- **SHORT PROBLEM**:
Output every entry exactly as written.

Extracted records:
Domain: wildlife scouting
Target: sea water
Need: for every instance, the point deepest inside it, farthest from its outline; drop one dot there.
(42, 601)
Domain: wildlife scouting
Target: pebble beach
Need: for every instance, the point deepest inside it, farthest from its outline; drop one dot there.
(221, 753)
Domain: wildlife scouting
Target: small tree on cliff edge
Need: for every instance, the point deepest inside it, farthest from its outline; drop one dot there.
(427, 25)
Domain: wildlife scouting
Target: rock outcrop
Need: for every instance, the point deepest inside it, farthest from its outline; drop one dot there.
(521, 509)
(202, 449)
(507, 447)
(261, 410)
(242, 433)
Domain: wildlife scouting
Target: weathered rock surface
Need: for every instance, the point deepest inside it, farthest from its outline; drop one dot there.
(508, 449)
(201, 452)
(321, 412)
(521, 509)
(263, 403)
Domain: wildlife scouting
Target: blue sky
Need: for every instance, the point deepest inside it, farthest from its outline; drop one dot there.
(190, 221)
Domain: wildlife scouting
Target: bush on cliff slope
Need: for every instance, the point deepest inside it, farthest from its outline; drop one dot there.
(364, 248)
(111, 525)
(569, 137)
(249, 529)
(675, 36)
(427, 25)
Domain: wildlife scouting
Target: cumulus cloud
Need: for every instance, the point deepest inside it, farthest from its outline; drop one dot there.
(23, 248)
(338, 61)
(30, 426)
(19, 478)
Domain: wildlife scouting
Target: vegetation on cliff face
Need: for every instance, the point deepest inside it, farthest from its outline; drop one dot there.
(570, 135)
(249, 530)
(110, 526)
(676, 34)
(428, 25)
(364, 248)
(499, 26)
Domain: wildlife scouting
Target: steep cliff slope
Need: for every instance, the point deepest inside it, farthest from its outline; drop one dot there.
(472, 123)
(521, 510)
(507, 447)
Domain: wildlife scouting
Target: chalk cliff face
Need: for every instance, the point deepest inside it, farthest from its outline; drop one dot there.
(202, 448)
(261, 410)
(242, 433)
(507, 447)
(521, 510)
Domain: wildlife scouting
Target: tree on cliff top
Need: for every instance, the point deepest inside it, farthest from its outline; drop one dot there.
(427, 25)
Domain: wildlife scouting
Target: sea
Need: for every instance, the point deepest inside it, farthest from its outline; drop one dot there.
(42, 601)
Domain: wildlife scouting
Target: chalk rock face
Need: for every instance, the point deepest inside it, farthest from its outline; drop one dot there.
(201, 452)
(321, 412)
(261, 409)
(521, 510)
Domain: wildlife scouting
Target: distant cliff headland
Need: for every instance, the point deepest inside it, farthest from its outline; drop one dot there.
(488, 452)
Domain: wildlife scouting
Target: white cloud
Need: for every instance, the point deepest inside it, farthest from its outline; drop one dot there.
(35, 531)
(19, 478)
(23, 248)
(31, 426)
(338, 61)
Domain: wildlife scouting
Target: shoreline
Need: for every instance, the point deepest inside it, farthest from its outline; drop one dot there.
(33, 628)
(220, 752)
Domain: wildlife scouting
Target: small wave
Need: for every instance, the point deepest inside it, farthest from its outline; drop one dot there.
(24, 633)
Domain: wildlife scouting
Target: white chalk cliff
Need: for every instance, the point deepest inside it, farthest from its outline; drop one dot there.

- **TASK RESULT**:
Domain: wildlife scouting
Target: sea water
Need: for every instance, the point deepest inside it, farthest from its outline; drop one dot there.
(42, 601)
Domain: wildlife scouting
Target: pebble beach
Need: for every instance, the point deepest inside it, farthest from its outline; drop one dot there.
(221, 753)
Domain: wildlife scouting
Target: small tree on cliff edge
Need: for every instance, the point deepest inside it, farthest from its outline; drop one dot there.
(427, 25)
Domain: wildlife scouting
Target: rock outcrop
Need: for every instance, the point deepest inside it, farthest from its outline; drop one dot there.
(521, 509)
(202, 449)
(507, 447)
(261, 410)
(242, 433)
Domain: wildlife scouting
Target: weathered rock surface
Need: for every instance, the point deepest inside it, farthest from its outline; drop one dot there.
(508, 449)
(201, 452)
(321, 412)
(521, 509)
(263, 403)
Domain: wildlife scouting
Target: blue sky
Need: for every instance, the point deepest inside it, farthest from its outline; drop one dot there.
(190, 221)
Domain: wildlife scouting
Target: bush on cliff slope
Need: for every instance, the point deepest inside it, farthest from its outline; drop one dot there.
(364, 248)
(111, 525)
(569, 137)
(249, 529)
(675, 36)
(427, 25)
Domain: wildlife scouting
Target: cumulus cloud
Need: for every instance, the point deepest inside it, farthest from its outline; drop one dot there.
(23, 248)
(338, 61)
(30, 426)
(19, 478)
Domain: wildlife scouting
Target: vegetation on cliff face
Need: for every instance, the point deepest inside it, farthest from its outline; drop one dot there.
(570, 135)
(249, 530)
(110, 526)
(676, 34)
(428, 25)
(364, 248)
(499, 26)
Domain: wildlife scouting
Target: steep cliff slope
Need: for every instance, the point deepest inside it, farthest from its outline; drop one dot there.
(472, 123)
(521, 510)
(507, 447)
Domain: wildlife scouting
Target: chalk cliff face
Need: for every instance, the point deepest inside it, farthest from its outline; drop one dot there.
(202, 448)
(261, 410)
(242, 433)
(507, 447)
(521, 510)
Domain: wildlife scouting
Target: tree on cliff top
Need: for every instance, the point deepest inside it, farthest from its outline; drop one dot there.
(427, 25)
Domain: wildlife scouting
Target: sea
Need: for every instance, the point deepest inside it, farthest from its outline; drop one dot there.
(42, 601)
Domain: wildlife scouting
Target: chalk rock face
Need: for every instance, the point deepest inside it, farthest from its outline; drop one dot there.
(201, 452)
(321, 412)
(261, 409)
(521, 510)
Domain: wildlife scouting
Target: distant cliff headland
Need: for every instance, the point deepest inside it, farthest from its outline; drop one dot there.
(488, 452)
Domain: wildlife scouting
Target: white cloud
Need: for every instance, the point deepest inside it, farthest from its outline; drop one dot there.
(35, 531)
(19, 478)
(23, 248)
(31, 426)
(338, 61)
Domain: wildlife scouting
Target: shoreline
Need: for every instance, the point deepest inside it, farthest from its outline; drop one dot there.
(33, 628)
(220, 752)
Domain: wildlife scouting
Target: small wave
Need: for every instance, the point deepest inside it, farthest from its outline; drop one dot there.
(24, 633)
Domain: wildlife scouting
Target: white chalk cliff
Need: for every instance, the point deepest inside it, farthest from its outline; drop one dot there.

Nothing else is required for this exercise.